** EXTRACTED INFORMATION **
----

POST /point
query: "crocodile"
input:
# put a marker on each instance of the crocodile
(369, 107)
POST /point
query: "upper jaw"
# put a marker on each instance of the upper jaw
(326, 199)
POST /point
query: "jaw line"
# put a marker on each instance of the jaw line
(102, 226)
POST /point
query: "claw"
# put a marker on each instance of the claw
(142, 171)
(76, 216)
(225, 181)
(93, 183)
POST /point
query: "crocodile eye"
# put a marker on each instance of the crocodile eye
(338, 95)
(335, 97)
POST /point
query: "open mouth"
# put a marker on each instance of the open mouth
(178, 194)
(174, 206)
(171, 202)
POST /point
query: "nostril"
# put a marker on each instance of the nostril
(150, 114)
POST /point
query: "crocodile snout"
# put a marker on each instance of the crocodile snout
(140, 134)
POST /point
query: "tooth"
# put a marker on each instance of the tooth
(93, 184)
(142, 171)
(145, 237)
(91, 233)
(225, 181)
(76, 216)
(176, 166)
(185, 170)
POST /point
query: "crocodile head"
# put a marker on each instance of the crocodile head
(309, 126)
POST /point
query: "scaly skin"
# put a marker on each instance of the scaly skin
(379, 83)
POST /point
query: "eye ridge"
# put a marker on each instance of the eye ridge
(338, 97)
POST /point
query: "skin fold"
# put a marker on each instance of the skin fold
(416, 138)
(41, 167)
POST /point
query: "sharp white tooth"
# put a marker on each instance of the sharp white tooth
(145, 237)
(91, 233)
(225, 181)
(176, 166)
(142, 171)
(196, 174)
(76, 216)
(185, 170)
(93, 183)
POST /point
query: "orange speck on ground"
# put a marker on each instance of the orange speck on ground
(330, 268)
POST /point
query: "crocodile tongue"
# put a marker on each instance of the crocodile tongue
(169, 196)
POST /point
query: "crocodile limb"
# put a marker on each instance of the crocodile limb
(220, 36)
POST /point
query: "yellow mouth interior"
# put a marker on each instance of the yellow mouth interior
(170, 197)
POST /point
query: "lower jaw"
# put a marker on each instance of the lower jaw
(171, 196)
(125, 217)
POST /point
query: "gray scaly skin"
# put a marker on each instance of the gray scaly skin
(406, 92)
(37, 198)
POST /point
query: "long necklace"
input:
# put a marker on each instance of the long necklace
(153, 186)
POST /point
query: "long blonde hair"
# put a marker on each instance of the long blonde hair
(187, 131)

----

Set down every record above exactly as given.

POST /point
query: "crocodile"
input:
# put a marker on each instance of the crocodile
(369, 107)
POST /point
query: "upper jaw"
# put a marker on each instance of the upper jaw
(326, 199)
POST /point
query: "jaw line"
# put a marker on each instance of the jaw line
(102, 226)
POST /point
query: "claw"
# put a marker on each instance of the claw
(142, 171)
(76, 216)
(225, 181)
(93, 183)
POST /point
query: "crocodile eye"
# put a marker on each instance of the crocodile eye
(338, 95)
(335, 97)
POST /point
query: "open mouth"
# put a marker on each instance of the open mouth
(178, 194)
(174, 206)
(171, 202)
POST /point
query: "nostril"
# put a marker on each instance of the nostril
(150, 114)
POST /point
query: "crocodile snout"
# put a marker on each instance of the crocodile snout
(140, 134)
POST /point
query: "tooth"
# put a marker on each instance of the tooth
(93, 184)
(142, 171)
(145, 237)
(91, 233)
(225, 181)
(76, 216)
(176, 166)
(185, 170)
POST /point
query: "crocodile head"
# put a marker on each instance of the crocodile head
(309, 126)
POST /point
query: "scaly skin"
# put a marker on each instance of the scaly skin
(379, 83)
POST /point
query: "eye ridge"
# put a marker on each instance of the eye ridge
(338, 97)
POST /point
query: "skin fold"
# put a marker on each instance of the skin fold
(416, 138)
(41, 167)
POST /point
query: "sharp white tooth"
# put a marker on each instance of the sharp white tooth
(145, 237)
(91, 233)
(225, 181)
(176, 166)
(142, 171)
(196, 174)
(76, 216)
(185, 170)
(93, 183)
POST /point
query: "orange speck on ground"
# put a marker on each instance of the orange speck on ground
(330, 268)
POST /point
query: "crocodile tongue"
# put a marker on each instance of the crocodile tongue
(169, 196)
POST /point
query: "crocodile limb"
# put a marker on each instance of the crocodile limb
(220, 36)
POST /point
query: "yellow mouth interior"
# put a marker on each instance of the yellow mouth interior
(170, 197)
POST /point
query: "lower jaw"
# put a marker on each instance of the lower jaw
(171, 196)
(125, 217)
POST /point
query: "gray scaly skin"
# put a marker on each instance of the gray scaly skin
(406, 92)
(37, 198)
POST /point
query: "long necklace"
input:
# put a marker on each instance of the long necklace
(153, 186)
POST /point
query: "long blonde hair"
# put a marker on each instance of the long blonde hair
(187, 131)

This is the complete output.